- Task objective -
Rescale the lines from the first one through the line with "top-left (196, 84), bottom-right (202, 152)", inclusive, and give them all again with the requests unchanged. Multiply only the box coordinates in the answers by 1.05 and round them to whole numbers, rounding halves up; leave the numbers in the requests and their format samples as they are.

- Task input -
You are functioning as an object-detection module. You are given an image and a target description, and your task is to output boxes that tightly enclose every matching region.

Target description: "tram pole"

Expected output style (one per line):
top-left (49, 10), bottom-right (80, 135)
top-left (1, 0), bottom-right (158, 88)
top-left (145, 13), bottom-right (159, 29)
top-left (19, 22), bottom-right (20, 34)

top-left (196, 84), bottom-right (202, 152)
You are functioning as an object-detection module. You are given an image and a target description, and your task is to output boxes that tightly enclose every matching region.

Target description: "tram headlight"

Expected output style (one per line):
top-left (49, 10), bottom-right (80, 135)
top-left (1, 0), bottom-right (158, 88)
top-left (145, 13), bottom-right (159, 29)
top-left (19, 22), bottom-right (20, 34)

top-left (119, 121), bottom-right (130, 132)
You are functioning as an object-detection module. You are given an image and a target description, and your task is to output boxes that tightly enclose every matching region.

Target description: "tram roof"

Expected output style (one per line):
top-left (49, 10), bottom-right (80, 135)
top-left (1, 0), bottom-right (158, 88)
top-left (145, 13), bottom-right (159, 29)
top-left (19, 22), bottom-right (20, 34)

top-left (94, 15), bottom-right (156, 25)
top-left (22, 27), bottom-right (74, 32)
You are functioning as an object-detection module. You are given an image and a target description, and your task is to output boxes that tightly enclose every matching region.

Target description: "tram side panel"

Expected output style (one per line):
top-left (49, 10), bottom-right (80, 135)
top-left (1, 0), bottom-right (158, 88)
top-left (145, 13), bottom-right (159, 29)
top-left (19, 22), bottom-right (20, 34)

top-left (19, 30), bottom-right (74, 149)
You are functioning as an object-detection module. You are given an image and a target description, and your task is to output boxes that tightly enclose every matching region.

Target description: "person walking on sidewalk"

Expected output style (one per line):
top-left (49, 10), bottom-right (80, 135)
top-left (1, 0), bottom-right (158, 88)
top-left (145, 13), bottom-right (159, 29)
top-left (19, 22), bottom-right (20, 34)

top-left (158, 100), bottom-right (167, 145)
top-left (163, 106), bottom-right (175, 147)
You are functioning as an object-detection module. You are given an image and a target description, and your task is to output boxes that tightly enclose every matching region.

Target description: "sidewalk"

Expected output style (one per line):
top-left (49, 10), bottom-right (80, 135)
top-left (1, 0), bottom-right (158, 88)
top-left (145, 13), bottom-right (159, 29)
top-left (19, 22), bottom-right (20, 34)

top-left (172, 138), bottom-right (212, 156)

- Task solution -
You are functioning as an object-detection module. You are given an image and a target description, and your task is to output boxes that tightly enclose every matching region.

Target description: "tram pole"

Expected output style (one per line):
top-left (49, 10), bottom-right (80, 135)
top-left (1, 0), bottom-right (158, 88)
top-left (145, 13), bottom-right (159, 29)
top-left (19, 22), bottom-right (20, 34)

top-left (206, 88), bottom-right (212, 160)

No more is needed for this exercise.